STATED GOAL:
Output every line of the records below as a JSON list of strings, one string per line, leaving out blank lines.

(Collected data entries)
************
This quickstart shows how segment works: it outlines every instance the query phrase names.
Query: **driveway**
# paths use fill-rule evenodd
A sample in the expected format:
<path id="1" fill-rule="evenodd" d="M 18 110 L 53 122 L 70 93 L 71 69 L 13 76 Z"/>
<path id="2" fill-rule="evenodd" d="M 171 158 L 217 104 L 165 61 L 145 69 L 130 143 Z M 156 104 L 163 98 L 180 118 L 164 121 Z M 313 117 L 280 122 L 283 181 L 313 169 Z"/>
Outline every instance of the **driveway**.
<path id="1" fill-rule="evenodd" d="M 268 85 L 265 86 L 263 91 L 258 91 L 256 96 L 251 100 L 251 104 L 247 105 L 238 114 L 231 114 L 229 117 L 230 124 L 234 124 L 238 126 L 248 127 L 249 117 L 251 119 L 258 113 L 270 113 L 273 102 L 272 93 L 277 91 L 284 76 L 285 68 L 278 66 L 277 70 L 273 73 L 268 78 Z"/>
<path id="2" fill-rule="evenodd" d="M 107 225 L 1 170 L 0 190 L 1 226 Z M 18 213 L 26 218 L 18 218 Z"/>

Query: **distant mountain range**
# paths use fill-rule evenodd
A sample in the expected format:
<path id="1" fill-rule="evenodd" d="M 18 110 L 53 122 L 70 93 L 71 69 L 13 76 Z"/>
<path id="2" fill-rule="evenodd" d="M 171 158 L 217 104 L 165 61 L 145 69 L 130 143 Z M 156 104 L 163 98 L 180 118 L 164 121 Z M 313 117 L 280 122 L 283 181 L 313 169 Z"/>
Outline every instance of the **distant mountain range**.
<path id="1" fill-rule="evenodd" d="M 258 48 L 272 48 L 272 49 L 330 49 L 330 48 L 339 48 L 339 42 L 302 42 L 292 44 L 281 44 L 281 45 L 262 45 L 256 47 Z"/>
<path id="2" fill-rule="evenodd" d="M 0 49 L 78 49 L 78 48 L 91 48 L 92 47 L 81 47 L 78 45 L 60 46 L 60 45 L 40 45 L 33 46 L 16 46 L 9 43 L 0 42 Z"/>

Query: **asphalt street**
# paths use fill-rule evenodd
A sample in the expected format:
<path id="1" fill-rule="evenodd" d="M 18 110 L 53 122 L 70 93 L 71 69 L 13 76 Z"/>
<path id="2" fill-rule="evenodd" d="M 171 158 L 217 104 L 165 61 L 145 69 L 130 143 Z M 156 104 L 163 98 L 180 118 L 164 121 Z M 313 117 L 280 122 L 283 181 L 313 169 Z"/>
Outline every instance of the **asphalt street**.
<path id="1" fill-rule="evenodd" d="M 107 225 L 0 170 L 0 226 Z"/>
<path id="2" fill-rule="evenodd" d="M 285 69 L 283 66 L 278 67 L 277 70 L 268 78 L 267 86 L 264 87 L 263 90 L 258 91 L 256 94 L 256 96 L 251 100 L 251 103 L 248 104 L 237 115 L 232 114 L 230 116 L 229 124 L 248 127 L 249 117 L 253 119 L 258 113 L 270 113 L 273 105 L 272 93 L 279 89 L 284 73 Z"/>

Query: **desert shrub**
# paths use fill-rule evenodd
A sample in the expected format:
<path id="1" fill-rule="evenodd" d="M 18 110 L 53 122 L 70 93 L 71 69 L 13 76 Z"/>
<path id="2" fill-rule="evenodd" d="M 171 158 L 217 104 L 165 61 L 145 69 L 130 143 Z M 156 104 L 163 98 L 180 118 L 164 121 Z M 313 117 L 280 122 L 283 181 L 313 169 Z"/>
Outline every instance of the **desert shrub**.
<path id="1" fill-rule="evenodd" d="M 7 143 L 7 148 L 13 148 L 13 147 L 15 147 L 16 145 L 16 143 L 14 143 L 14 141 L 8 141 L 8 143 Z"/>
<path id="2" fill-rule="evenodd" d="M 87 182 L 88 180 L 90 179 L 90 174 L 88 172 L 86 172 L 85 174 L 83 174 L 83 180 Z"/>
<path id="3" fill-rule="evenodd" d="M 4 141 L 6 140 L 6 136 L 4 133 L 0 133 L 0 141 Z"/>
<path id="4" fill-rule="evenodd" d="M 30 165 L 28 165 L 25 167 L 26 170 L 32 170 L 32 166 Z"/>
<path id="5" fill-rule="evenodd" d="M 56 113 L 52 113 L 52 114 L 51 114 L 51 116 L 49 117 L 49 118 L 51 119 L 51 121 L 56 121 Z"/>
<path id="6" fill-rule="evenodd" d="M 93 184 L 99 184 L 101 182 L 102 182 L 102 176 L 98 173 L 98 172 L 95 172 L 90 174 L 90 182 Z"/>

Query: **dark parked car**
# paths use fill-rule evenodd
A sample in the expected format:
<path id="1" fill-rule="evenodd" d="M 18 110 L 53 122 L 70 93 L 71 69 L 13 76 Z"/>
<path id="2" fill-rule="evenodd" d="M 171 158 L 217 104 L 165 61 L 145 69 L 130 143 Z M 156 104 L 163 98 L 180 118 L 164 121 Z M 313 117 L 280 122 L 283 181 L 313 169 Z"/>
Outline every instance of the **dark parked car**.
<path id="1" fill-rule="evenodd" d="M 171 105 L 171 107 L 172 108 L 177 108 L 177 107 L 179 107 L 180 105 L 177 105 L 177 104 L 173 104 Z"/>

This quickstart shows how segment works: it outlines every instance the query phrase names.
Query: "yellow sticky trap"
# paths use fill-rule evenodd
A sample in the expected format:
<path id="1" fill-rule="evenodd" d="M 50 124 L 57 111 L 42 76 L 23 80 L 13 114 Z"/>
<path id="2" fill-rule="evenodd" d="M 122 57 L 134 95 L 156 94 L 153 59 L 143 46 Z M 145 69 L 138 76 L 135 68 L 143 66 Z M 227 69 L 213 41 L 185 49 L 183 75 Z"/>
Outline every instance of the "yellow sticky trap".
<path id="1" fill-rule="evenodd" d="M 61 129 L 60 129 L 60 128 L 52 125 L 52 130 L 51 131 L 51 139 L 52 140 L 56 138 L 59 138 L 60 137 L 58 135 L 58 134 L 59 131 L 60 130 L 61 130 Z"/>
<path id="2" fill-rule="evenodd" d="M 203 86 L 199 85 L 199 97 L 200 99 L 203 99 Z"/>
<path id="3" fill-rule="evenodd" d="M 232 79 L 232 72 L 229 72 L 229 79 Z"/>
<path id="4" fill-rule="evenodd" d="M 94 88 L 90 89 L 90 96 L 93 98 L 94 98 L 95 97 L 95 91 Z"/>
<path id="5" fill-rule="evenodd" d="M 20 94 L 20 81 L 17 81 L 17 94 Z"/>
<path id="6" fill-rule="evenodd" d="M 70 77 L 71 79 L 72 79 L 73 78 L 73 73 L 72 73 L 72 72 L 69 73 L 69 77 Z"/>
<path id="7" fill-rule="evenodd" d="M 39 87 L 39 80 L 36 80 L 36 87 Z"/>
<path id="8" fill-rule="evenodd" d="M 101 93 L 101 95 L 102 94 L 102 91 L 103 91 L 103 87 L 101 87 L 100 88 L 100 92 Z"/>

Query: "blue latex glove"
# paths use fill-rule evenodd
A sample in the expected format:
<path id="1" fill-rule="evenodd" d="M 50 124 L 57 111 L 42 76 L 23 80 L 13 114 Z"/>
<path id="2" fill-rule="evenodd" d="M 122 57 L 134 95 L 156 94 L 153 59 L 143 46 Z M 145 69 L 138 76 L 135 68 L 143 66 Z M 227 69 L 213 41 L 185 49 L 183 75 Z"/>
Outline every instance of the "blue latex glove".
************
FULL SOLUTION:
[
  "This quickstart shows how segment works: it outlines every instance the query phrase names.",
  "Query: **driveway**",
  "# paths use fill-rule evenodd",
  "A sample in the expected format:",
  "<path id=\"1\" fill-rule=\"evenodd\" d=\"M 18 110 L 53 122 L 70 93 L 71 69 L 13 76 Z\"/>",
  "<path id=\"2\" fill-rule=\"evenodd\" d=\"M 171 158 L 217 104 L 165 61 L 145 69 L 130 143 Z M 156 104 L 163 98 L 180 118 L 164 121 Z M 313 117 L 280 122 L 283 181 L 313 169 Z\"/>",
  "Outline every instance of the **driveway**.",
  "<path id=\"1\" fill-rule=\"evenodd\" d=\"M 268 85 L 265 86 L 263 91 L 258 91 L 256 96 L 251 100 L 251 104 L 247 105 L 238 114 L 231 114 L 229 117 L 230 124 L 234 124 L 238 126 L 248 127 L 249 117 L 251 119 L 258 113 L 270 113 L 273 102 L 272 93 L 277 91 L 284 76 L 285 68 L 278 66 L 277 70 L 273 73 L 268 78 Z\"/>",
  "<path id=\"2\" fill-rule=\"evenodd\" d=\"M 107 225 L 1 170 L 0 190 L 1 226 Z M 18 213 L 26 218 L 18 218 Z\"/>",
  "Query: **distant mountain range**",
  "# paths use fill-rule evenodd",
  "A sample in the expected format:",
  "<path id=\"1\" fill-rule=\"evenodd\" d=\"M 18 110 L 53 122 L 70 93 L 71 69 L 13 76 Z\"/>",
  "<path id=\"2\" fill-rule=\"evenodd\" d=\"M 171 158 L 217 104 L 165 61 L 145 69 L 130 143 Z M 156 104 L 163 98 L 180 118 L 164 121 Z M 313 117 L 280 122 L 283 181 L 313 169 Z\"/>",
  "Outline every instance of the **distant mountain range**.",
  "<path id=\"1\" fill-rule=\"evenodd\" d=\"M 258 48 L 272 48 L 272 49 L 330 49 L 330 48 L 339 48 L 339 42 L 302 42 L 292 44 L 281 44 L 281 45 L 262 45 L 256 47 Z\"/>",
  "<path id=\"2\" fill-rule=\"evenodd\" d=\"M 0 49 L 78 49 L 78 48 L 91 48 L 92 47 L 81 47 L 78 45 L 60 46 L 60 45 L 40 45 L 33 46 L 16 46 L 9 43 L 0 42 Z\"/>",
  "Query: **asphalt street**",
  "# paths use fill-rule evenodd",
  "A sample in the expected format:",
  "<path id=\"1\" fill-rule=\"evenodd\" d=\"M 18 110 L 53 122 L 70 93 L 71 69 L 13 76 Z\"/>",
  "<path id=\"2\" fill-rule=\"evenodd\" d=\"M 171 158 L 217 104 L 165 61 L 145 69 L 130 143 Z M 156 104 L 163 98 L 180 118 L 164 121 Z M 313 117 L 280 122 L 283 181 L 313 169 Z\"/>",
  "Outline every instance of the **asphalt street**.",
  "<path id=\"1\" fill-rule=\"evenodd\" d=\"M 107 225 L 0 170 L 0 226 Z\"/>",
  "<path id=\"2\" fill-rule=\"evenodd\" d=\"M 285 69 L 283 66 L 278 67 L 277 70 L 268 78 L 267 86 L 264 87 L 263 90 L 258 91 L 256 94 L 256 96 L 251 100 L 251 103 L 248 104 L 237 115 L 232 114 L 230 116 L 229 124 L 248 127 L 249 117 L 253 119 L 258 113 L 270 113 L 273 105 L 272 93 L 279 89 L 284 73 Z\"/>",
  "Query: **desert shrub**",
  "# paths use fill-rule evenodd",
  "A sample in the expected format:",
  "<path id=\"1\" fill-rule=\"evenodd\" d=\"M 18 110 L 53 122 L 70 93 L 71 69 L 13 76 Z\"/>",
  "<path id=\"2\" fill-rule=\"evenodd\" d=\"M 171 158 L 217 104 L 165 61 L 145 69 L 130 143 Z M 156 104 L 163 98 L 180 118 L 164 121 Z M 313 117 L 280 122 L 283 181 L 313 169 Z\"/>",
  "Outline every instance of the **desert shrub**.",
  "<path id=\"1\" fill-rule=\"evenodd\" d=\"M 7 143 L 7 148 L 13 148 L 13 147 L 15 147 L 16 145 L 16 143 L 14 143 L 14 141 L 8 141 L 8 143 Z\"/>",
  "<path id=\"2\" fill-rule=\"evenodd\" d=\"M 87 182 L 88 180 L 90 179 L 90 174 L 88 172 L 86 172 L 85 174 L 83 174 L 83 180 Z\"/>",
  "<path id=\"3\" fill-rule=\"evenodd\" d=\"M 4 141 L 6 140 L 6 136 L 4 133 L 0 133 L 0 141 Z\"/>",
  "<path id=\"4\" fill-rule=\"evenodd\" d=\"M 30 165 L 28 165 L 25 167 L 26 170 L 32 170 L 32 166 Z\"/>",
  "<path id=\"5\" fill-rule=\"evenodd\" d=\"M 56 113 L 52 113 L 52 114 L 51 114 L 51 116 L 49 117 L 49 118 L 51 119 L 51 121 L 56 121 Z\"/>",
  "<path id=\"6\" fill-rule=\"evenodd\" d=\"M 93 184 L 99 184 L 101 182 L 102 182 L 102 176 L 98 173 L 98 172 L 95 172 L 90 174 L 90 182 Z\"/>",
  "Query: **dark parked car**",
  "# paths use fill-rule evenodd",
  "A sample in the expected format:",
  "<path id=\"1\" fill-rule=\"evenodd\" d=\"M 18 110 L 53 122 L 70 93 L 71 69 L 13 76 Z\"/>",
  "<path id=\"2\" fill-rule=\"evenodd\" d=\"M 171 158 L 217 104 L 165 61 L 145 69 L 130 143 Z M 156 104 L 163 98 L 180 118 L 164 121 Z M 313 117 L 280 122 L 283 181 L 313 169 Z\"/>",
  "Outline every instance of the **dark parked car**.",
  "<path id=\"1\" fill-rule=\"evenodd\" d=\"M 171 105 L 171 107 L 172 108 L 177 108 L 177 107 L 179 107 L 180 105 L 177 105 L 177 104 L 173 104 Z\"/>",
  "This quickstart shows how segment works: it outlines every instance the query phrase names.",
  "Query: \"yellow sticky trap\"",
  "# paths use fill-rule evenodd",
  "A sample in the expected format:",
  "<path id=\"1\" fill-rule=\"evenodd\" d=\"M 50 124 L 57 111 L 42 76 L 23 80 L 13 114 Z\"/>",
  "<path id=\"2\" fill-rule=\"evenodd\" d=\"M 122 57 L 134 95 L 156 94 L 153 59 L 143 46 Z M 145 69 L 138 76 L 135 68 L 143 66 Z M 227 69 L 213 41 L 185 49 L 183 75 Z\"/>",
  "Outline every instance of the \"yellow sticky trap\".",
  "<path id=\"1\" fill-rule=\"evenodd\" d=\"M 61 129 L 60 129 L 60 128 L 52 125 L 52 130 L 51 131 L 51 139 L 52 140 L 56 138 L 59 138 L 60 137 L 58 135 L 58 134 L 59 131 L 60 130 L 61 130 Z\"/>",
  "<path id=\"2\" fill-rule=\"evenodd\" d=\"M 203 86 L 199 85 L 199 97 L 200 99 L 203 99 Z\"/>",
  "<path id=\"3\" fill-rule=\"evenodd\" d=\"M 232 79 L 232 72 L 229 72 L 229 79 Z\"/>",
  "<path id=\"4\" fill-rule=\"evenodd\" d=\"M 94 88 L 90 89 L 90 96 L 93 98 L 94 98 L 95 97 L 95 91 Z\"/>",
  "<path id=\"5\" fill-rule=\"evenodd\" d=\"M 20 94 L 20 81 L 17 81 L 17 94 Z\"/>",
  "<path id=\"6\" fill-rule=\"evenodd\" d=\"M 70 77 L 71 79 L 72 79 L 73 78 L 73 73 L 72 73 L 72 72 L 69 73 L 69 77 Z\"/>",
  "<path id=\"7\" fill-rule=\"evenodd\" d=\"M 39 87 L 39 80 L 36 80 L 36 87 Z\"/>",
  "<path id=\"8\" fill-rule=\"evenodd\" d=\"M 101 93 L 101 95 L 102 94 L 102 91 L 103 91 L 103 87 L 101 87 L 100 88 L 100 92 Z\"/>",
  "Query: \"blue latex glove\"",
  "# paths use fill-rule evenodd",
  "A sample in the expected format:",
  "<path id=\"1\" fill-rule=\"evenodd\" d=\"M 50 124 L 57 111 L 42 76 L 23 80 L 13 114 Z\"/>",
  "<path id=\"2\" fill-rule=\"evenodd\" d=\"M 122 57 L 134 95 L 156 94 L 153 59 L 143 46 Z M 145 69 L 138 76 L 135 68 L 143 66 Z M 227 69 L 213 41 L 185 49 L 183 75 Z\"/>",
  "Outline every instance of the \"blue latex glove\"."
]